──────── Data to examine ────────

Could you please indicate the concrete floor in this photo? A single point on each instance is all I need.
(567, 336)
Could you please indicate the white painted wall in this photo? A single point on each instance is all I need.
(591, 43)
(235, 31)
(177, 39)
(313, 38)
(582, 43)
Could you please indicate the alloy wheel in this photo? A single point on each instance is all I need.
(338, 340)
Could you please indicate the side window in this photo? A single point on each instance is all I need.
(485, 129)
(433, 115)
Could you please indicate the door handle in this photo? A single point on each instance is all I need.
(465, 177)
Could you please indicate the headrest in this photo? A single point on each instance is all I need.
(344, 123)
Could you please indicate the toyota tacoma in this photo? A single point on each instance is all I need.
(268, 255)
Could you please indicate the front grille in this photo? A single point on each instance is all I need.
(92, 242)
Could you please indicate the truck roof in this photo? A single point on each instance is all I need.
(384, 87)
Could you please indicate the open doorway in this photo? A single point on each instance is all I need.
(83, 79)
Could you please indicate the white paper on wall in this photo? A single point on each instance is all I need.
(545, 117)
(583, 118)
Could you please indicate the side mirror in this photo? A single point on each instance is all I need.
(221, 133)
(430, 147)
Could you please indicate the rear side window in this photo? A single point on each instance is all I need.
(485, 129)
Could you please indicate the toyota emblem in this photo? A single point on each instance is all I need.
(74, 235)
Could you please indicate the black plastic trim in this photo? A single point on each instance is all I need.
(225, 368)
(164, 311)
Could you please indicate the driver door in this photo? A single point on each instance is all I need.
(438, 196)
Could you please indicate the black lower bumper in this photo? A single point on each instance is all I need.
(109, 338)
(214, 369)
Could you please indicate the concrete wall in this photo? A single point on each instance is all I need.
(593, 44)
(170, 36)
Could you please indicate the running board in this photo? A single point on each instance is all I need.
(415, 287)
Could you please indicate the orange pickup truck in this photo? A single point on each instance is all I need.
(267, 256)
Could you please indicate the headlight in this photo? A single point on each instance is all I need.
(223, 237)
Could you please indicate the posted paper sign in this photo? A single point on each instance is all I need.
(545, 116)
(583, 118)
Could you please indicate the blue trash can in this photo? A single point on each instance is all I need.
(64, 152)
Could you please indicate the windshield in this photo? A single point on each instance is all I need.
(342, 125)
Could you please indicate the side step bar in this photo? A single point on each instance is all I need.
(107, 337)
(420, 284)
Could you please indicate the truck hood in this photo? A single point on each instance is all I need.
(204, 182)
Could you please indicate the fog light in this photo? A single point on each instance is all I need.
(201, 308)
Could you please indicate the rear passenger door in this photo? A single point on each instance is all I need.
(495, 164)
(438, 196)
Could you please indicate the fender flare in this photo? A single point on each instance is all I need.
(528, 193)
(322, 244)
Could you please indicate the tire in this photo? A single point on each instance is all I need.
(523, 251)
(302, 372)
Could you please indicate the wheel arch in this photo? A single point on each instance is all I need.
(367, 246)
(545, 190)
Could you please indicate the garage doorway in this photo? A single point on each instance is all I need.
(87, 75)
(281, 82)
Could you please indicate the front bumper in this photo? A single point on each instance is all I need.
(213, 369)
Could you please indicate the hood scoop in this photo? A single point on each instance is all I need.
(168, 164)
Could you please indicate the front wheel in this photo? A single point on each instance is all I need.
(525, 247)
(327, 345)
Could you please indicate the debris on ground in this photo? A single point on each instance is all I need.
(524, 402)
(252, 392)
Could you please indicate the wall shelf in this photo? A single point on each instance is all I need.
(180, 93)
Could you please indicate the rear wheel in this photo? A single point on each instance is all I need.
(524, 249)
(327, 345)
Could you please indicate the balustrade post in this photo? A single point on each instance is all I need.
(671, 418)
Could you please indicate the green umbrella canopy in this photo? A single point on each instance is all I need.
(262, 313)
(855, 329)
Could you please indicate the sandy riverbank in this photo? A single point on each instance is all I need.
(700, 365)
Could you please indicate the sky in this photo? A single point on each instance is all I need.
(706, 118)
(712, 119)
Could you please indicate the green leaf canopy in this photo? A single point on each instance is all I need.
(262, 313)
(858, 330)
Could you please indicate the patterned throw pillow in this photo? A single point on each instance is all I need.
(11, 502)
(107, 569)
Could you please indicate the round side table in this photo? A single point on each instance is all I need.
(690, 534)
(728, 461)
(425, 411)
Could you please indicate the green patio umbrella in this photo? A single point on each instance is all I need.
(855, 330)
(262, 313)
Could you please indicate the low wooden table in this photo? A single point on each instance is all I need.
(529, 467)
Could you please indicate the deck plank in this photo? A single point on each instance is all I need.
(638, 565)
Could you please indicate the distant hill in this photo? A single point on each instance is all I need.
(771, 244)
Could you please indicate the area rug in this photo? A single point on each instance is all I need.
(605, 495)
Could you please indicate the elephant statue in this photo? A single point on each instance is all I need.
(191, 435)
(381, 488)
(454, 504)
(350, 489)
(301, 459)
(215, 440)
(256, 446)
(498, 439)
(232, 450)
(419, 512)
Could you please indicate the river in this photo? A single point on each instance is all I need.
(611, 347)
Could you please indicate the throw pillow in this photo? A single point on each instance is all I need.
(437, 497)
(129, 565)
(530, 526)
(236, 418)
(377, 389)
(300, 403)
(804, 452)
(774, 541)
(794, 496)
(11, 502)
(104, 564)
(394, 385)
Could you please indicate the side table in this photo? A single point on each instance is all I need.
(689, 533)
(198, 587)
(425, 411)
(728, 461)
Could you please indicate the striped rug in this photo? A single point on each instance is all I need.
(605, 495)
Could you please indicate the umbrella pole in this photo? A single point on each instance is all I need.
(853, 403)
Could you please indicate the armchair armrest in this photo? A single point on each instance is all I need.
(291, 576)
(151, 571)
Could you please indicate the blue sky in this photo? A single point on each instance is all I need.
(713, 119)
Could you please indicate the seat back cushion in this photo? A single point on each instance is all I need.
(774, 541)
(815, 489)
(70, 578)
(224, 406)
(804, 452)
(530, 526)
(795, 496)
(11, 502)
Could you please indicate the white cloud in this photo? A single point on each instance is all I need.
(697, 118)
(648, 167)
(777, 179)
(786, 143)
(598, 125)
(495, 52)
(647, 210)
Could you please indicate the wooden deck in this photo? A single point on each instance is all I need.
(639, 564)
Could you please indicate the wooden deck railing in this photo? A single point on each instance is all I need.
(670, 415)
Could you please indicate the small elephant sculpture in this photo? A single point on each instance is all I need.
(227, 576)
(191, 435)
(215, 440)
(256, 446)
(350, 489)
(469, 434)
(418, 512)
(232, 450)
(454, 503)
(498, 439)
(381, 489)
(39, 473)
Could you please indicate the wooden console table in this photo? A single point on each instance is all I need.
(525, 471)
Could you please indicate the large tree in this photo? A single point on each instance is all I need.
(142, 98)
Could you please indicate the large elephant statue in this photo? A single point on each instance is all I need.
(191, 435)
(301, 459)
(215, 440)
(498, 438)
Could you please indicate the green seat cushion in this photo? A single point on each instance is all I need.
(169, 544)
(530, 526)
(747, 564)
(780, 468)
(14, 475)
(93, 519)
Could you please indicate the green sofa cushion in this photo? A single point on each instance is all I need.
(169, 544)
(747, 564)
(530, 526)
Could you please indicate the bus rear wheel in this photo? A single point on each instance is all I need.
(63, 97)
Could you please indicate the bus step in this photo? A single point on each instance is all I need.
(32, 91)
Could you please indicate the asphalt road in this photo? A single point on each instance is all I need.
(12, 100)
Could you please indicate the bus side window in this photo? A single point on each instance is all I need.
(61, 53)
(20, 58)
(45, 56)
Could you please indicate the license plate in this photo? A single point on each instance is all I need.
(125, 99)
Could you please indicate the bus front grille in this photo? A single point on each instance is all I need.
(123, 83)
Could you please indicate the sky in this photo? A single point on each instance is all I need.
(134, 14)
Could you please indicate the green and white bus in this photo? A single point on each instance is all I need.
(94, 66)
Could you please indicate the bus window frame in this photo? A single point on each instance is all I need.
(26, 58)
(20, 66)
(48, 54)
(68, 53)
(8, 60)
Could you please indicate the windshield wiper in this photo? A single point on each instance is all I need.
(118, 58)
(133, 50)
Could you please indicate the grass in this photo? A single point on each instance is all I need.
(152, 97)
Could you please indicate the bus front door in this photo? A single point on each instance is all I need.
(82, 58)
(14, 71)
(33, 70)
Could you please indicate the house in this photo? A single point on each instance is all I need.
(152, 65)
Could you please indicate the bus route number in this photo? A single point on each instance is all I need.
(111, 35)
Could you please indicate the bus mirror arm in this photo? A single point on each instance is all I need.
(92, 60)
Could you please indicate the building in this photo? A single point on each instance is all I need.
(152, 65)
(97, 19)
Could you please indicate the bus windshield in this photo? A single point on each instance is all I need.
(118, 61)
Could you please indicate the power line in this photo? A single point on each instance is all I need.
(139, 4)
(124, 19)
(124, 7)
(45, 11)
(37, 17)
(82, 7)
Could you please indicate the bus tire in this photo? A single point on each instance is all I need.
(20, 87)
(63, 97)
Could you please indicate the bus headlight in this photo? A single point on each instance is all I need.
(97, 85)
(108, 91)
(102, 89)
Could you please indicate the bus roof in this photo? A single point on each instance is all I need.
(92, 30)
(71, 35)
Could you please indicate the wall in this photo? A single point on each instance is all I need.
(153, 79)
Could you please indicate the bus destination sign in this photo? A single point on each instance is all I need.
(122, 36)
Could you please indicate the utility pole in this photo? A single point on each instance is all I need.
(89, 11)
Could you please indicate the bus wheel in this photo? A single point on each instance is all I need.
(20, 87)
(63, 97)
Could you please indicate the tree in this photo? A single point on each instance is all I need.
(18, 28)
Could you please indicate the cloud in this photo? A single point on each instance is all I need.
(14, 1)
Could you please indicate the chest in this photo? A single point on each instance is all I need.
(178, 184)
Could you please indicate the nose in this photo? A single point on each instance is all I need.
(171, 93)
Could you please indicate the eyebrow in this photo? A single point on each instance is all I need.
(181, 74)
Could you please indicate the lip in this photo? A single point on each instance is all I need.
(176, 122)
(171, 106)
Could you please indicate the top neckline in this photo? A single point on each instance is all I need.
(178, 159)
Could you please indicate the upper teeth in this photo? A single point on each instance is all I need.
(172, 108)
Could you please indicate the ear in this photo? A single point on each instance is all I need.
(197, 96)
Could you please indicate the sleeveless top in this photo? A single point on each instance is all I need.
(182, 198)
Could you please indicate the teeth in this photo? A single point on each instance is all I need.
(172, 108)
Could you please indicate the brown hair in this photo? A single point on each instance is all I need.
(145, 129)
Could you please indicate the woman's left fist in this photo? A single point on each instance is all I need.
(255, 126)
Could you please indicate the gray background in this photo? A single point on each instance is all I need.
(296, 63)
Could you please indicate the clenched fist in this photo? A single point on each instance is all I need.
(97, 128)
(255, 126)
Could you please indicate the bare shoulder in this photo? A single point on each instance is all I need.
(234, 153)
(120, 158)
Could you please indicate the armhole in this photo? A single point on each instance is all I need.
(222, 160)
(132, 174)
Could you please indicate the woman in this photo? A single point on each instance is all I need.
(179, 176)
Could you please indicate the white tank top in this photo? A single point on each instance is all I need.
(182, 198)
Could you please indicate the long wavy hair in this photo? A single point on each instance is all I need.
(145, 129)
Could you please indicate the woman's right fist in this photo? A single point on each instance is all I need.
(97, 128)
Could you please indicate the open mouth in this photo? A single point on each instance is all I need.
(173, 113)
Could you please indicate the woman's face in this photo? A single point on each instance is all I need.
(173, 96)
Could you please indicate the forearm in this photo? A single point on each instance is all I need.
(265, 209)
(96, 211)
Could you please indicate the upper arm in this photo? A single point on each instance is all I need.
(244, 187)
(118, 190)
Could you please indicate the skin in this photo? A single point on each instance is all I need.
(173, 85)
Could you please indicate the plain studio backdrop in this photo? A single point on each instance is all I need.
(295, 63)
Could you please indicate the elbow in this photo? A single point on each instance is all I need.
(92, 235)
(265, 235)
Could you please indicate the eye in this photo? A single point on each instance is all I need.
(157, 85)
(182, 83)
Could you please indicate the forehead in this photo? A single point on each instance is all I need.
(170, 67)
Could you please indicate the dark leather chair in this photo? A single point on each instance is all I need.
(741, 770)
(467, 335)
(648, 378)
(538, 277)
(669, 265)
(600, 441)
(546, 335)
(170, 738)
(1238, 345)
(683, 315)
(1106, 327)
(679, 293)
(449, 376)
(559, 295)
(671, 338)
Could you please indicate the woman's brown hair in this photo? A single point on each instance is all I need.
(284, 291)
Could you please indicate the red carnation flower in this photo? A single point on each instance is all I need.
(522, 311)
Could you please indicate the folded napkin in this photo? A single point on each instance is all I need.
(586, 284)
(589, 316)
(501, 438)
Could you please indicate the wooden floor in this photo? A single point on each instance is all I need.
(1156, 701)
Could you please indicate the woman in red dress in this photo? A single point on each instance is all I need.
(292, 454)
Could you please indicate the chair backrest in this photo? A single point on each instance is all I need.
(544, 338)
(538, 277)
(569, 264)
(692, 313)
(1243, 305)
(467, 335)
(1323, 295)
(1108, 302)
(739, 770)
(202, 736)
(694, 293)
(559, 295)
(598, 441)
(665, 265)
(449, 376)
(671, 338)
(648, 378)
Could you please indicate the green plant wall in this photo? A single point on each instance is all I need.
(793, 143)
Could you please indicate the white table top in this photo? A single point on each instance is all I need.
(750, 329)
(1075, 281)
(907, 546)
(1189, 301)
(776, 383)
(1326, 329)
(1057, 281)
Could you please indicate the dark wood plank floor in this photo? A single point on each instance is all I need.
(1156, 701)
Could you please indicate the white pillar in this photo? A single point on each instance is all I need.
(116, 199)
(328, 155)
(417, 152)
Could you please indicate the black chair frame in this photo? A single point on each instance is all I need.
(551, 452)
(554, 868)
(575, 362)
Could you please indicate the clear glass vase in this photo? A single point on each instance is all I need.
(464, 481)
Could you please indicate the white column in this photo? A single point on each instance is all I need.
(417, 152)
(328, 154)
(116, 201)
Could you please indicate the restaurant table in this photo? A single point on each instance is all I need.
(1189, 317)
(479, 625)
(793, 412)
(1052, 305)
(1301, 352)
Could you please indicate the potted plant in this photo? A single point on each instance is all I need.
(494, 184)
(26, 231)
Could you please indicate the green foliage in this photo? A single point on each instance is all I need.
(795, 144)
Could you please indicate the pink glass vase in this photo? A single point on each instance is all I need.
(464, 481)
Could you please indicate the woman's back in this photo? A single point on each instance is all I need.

────────

> [Task description]: Reproduce, with no other lines, the run of lines that begins with the one containing "Could you please indicate the potted" and ends with the last line of the material.

> [Answer section]:
Could you please indicate the potted plant in this photo? A single point on each instance is all I need.
(494, 184)
(26, 231)
Could you please indicate the green foliage in this photo? A single point on each instance is all I need.
(795, 144)
Could you please indicate the pink glass vase in this photo? A single point on each instance is all I need.
(464, 481)
Could you please indicate the woman's back in this photo? A single point on each instance is all I need.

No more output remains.